#### [Tasks for this exercise]
• a. According to the article on the NESI constitutional amendment, on what date did the amendment come into force?
• b. Rewrite the paragraph of the article on the NESI constitutional amendment that begins "Specifically, Paragraph 14(b)" in shorter form, keeping its main facts.
• c. Quote the article on the NESI constitutional amendment between "The Constitutional Amendment" and "Muhammadu Buhari GCFR.", inclusive.

* start Selected excerpt *

The Constitutional Amendment Heralding The Decentralization Of The Nigerian Electricity Supply Industry (“NESI”)

On March 17, 2023, an Act to alter certain provisions of the 1999 Constitution of the Federal Republic of Nigeria (the “1999 Constitution”), to allow constituent states within the Nigerian federation (the “States”) to generate, transmit, and distribute electricity in areas covered by the national grid and for related matters (the “NESI Constitutional Amendment”) came into force, following the assent, to the said Act, by His Excellency, President Muhammadu Buhari GCFR.

 

Specifically, Paragraph 14(b) of the Concurrent Legislative List detailed in Part II of the Second Schedule to the 1999 Constitution was amended by the deletion therefrom of the phrase “not covered by a national grid system”. In essence, the NESI Constitutional Amendment now confers the States with (i) powers to generally make laws regarding the generation, transmission and distribution of electricity, within their respective States; (ii) the latitude to regulate the generation, transmission and distribution of electricity within their respective States.

 

Although the changes engendered by the NESI Constitutional Amendment can be commended, considering the (a) enormous opportunities same portends for the NESI, and (b) seemingly welcome clarity it provides on the age-old debate on the “battery limits” between the States and the Federal Government regarding matters relating to and/or connected with electricity; a well-considered and holistic review of the NESI Constitutional Amendment, together with other provisions of the Second Schedule to the 1999 Constitution, reveals that the NESI Constitutional Amendment introduces new complexities that could impact the extent, to which the States can actually exercise the powers which are now preserved and guaranteed by the 1999 Constitution, (as amended by the NESI Constitutional Amendment).

* end Selected excerpt *
* start Information provided *

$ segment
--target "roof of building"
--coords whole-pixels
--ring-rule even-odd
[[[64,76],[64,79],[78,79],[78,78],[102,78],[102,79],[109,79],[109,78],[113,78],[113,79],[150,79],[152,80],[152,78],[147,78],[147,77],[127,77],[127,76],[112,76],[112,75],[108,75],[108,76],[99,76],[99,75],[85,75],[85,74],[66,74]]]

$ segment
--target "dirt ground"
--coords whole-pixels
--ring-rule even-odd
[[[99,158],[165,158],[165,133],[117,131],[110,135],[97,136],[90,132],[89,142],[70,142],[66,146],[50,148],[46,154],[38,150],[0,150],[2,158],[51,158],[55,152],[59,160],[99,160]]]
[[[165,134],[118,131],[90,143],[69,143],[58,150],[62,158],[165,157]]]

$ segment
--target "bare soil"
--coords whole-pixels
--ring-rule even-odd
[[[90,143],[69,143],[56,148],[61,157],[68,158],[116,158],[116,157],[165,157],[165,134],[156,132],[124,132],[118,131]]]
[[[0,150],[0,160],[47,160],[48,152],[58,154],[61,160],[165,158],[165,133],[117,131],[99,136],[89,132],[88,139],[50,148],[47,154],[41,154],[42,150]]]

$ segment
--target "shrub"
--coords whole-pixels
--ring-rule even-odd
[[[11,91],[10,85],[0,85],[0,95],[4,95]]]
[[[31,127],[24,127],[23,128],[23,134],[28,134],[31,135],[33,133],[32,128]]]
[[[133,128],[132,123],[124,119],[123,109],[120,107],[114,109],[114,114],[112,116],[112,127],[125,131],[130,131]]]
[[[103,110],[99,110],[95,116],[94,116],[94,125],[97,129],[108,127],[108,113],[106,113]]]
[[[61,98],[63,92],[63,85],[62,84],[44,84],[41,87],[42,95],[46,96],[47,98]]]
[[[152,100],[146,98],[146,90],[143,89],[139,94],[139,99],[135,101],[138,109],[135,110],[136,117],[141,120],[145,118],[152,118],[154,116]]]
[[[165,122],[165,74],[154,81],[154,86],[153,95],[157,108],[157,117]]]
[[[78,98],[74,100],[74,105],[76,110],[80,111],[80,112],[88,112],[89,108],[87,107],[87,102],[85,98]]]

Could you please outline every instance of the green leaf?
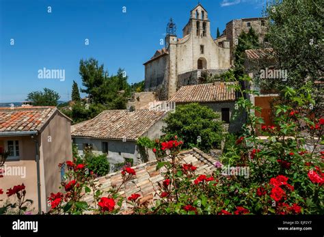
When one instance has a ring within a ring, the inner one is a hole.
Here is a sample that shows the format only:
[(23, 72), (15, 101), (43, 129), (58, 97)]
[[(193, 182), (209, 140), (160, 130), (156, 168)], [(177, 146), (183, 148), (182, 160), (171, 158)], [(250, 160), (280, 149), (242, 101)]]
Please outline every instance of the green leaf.
[(166, 162), (166, 161), (158, 162), (157, 164), (157, 170), (160, 169), (161, 168), (162, 168), (164, 165), (165, 165), (167, 163), (168, 163), (168, 162)]
[(72, 208), (72, 203), (69, 201), (63, 207), (63, 211), (64, 212), (68, 212), (70, 210), (70, 209), (71, 209), (71, 208)]
[(87, 186), (86, 186), (84, 188), (84, 190), (85, 190), (85, 193), (90, 193), (90, 192), (91, 192), (90, 188), (89, 188)]

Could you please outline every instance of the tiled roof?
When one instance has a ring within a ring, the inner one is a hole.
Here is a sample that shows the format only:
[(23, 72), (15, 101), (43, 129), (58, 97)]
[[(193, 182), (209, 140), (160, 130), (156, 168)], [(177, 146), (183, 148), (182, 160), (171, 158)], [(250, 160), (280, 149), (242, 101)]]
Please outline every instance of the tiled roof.
[(260, 48), (260, 49), (247, 49), (245, 50), (245, 55), (249, 59), (260, 59), (265, 58), (273, 57), (273, 49)]
[[(216, 160), (197, 148), (183, 151), (180, 153), (179, 157), (182, 159), (183, 163), (192, 163), (195, 166), (198, 174), (210, 175), (216, 169), (215, 167)], [(164, 180), (163, 173), (165, 172), (164, 167), (157, 171), (156, 167), (157, 161), (133, 167), (133, 169), (135, 169), (136, 176), (126, 185), (120, 188), (119, 194), (124, 197), (129, 197), (133, 193), (138, 193), (141, 195), (140, 201), (141, 202), (148, 201), (152, 205), (154, 200), (159, 198), (159, 196), (155, 195), (155, 193), (160, 192), (158, 183)], [(122, 182), (122, 178), (120, 171), (118, 171), (98, 178), (96, 182), (97, 184), (100, 185), (99, 189), (105, 193), (113, 186), (119, 186)], [(84, 201), (91, 205), (93, 197), (85, 196)], [(129, 205), (124, 201), (122, 207), (123, 207), (122, 213), (125, 213), (124, 212)]]
[(146, 109), (106, 110), (92, 120), (72, 126), (72, 137), (136, 140), (165, 115)]
[(185, 85), (170, 100), (175, 102), (217, 102), (235, 100), (234, 88), (226, 86), (234, 83), (213, 83)]
[(0, 108), (0, 133), (40, 131), (56, 111), (55, 107)]

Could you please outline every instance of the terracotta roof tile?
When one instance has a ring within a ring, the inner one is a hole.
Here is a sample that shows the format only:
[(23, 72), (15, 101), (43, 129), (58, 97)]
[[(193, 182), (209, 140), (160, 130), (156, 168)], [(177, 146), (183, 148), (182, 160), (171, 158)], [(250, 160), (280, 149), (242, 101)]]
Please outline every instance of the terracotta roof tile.
[(0, 108), (0, 132), (39, 131), (57, 110), (54, 107)]
[[(197, 148), (183, 151), (180, 152), (179, 157), (183, 159), (183, 163), (196, 164), (198, 174), (211, 174), (216, 169), (215, 167), (216, 160)], [(133, 193), (138, 193), (141, 195), (141, 202), (148, 201), (150, 205), (152, 205), (154, 201), (159, 199), (159, 196), (155, 195), (157, 192), (160, 192), (158, 183), (164, 180), (163, 172), (166, 171), (163, 168), (157, 171), (156, 165), (157, 161), (152, 161), (133, 167), (136, 176), (121, 187), (119, 194), (121, 195), (126, 194), (124, 197), (128, 197)], [(118, 181), (120, 182), (121, 180), (120, 171), (118, 171), (98, 178), (96, 182), (101, 185), (100, 190), (108, 191), (113, 184)], [(92, 204), (92, 195), (86, 195), (83, 199), (89, 204)], [(122, 213), (124, 213), (130, 206), (124, 200), (122, 207), (124, 207), (122, 208)]]
[(245, 50), (245, 55), (249, 59), (260, 59), (273, 57), (274, 52), (271, 48), (247, 49)]
[(107, 110), (92, 120), (72, 126), (72, 137), (136, 140), (161, 120), (165, 111)]
[(214, 83), (181, 87), (170, 100), (175, 102), (235, 100), (235, 90), (227, 85), (234, 83)]

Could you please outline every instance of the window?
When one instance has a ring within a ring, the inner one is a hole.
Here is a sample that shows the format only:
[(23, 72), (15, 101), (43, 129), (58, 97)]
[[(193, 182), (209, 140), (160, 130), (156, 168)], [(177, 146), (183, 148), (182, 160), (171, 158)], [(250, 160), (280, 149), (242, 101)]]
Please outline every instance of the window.
[(101, 143), (101, 151), (103, 153), (108, 154), (108, 143), (107, 141), (103, 141)]
[(8, 150), (9, 152), (8, 158), (18, 158), (19, 157), (19, 141), (7, 141)]
[(230, 122), (229, 108), (221, 108), (221, 120), (228, 124)]
[(82, 144), (83, 151), (85, 152), (90, 152), (94, 149), (92, 144), (90, 143), (83, 143)]
[(200, 54), (204, 54), (204, 45), (200, 45)]
[(199, 21), (197, 21), (197, 36), (199, 36), (200, 27), (200, 23)]
[(206, 36), (206, 23), (202, 23), (202, 36)]

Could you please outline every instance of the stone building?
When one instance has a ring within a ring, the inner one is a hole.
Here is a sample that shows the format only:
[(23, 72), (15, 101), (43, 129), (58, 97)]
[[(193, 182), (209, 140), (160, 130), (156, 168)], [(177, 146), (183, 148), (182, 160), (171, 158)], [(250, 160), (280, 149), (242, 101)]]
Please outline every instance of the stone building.
[(165, 48), (145, 62), (145, 90), (154, 91), (160, 100), (172, 97), (182, 85), (198, 84), (203, 74), (217, 74), (230, 66), (230, 42), (216, 42), (211, 35), (208, 12), (199, 3), (176, 36), (172, 19), (167, 26)]
[(239, 112), (235, 111), (237, 96), (232, 86), (234, 83), (215, 82), (185, 85), (169, 101), (175, 102), (176, 107), (193, 102), (206, 106), (221, 114), (221, 119), (230, 133), (237, 133), (242, 128), (245, 115), (233, 116), (235, 112)]
[(71, 136), (78, 152), (91, 150), (96, 154), (105, 154), (111, 171), (124, 162), (134, 165), (155, 158), (152, 151), (143, 151), (137, 144), (141, 137), (159, 138), (167, 113), (139, 109), (107, 110), (94, 118), (72, 126)]
[(242, 31), (247, 33), (252, 27), (259, 38), (259, 42), (263, 42), (267, 33), (267, 18), (256, 17), (232, 20), (226, 24), (226, 27), (220, 37), (216, 39), (217, 43), (226, 40), (230, 49), (230, 64), (234, 64), (234, 51), (238, 44), (238, 39)]

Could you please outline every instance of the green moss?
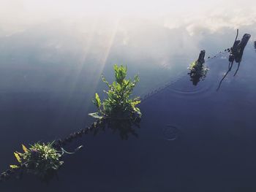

* end Information provided *

#### [Full answers]
• a. March 17, 2023.

• b. The amendment deleted the phrase "not covered by a national grid system" from Paragraph 14(b) of the Concurrent Legislative List in Part II of the Second Schedule to the 1999 Constitution. As a result, the States can now make laws on electricity generation, transmission and distribution within their own borders, and they can regulate those activities.

• c.
The Constitutional Amendment Heralding The Decentralization Of The Nigerian Electricity Supply Industry (“NESI”)

On March 17, 2023, an Act to alter certain provisions of the 1999 Constitution of the Federal Republic of Nigeria (the “1999 Constitution”), to allow constituent states within the Nigerian federation (the “States”) to generate, transmit, and distribute electricity in areas covered by the national grid and for related matters (the “NESI Constitutional Amendment”) came into force, following the assent, to the said Act, by His Excellency, President Muhammadu Buhari GCFR.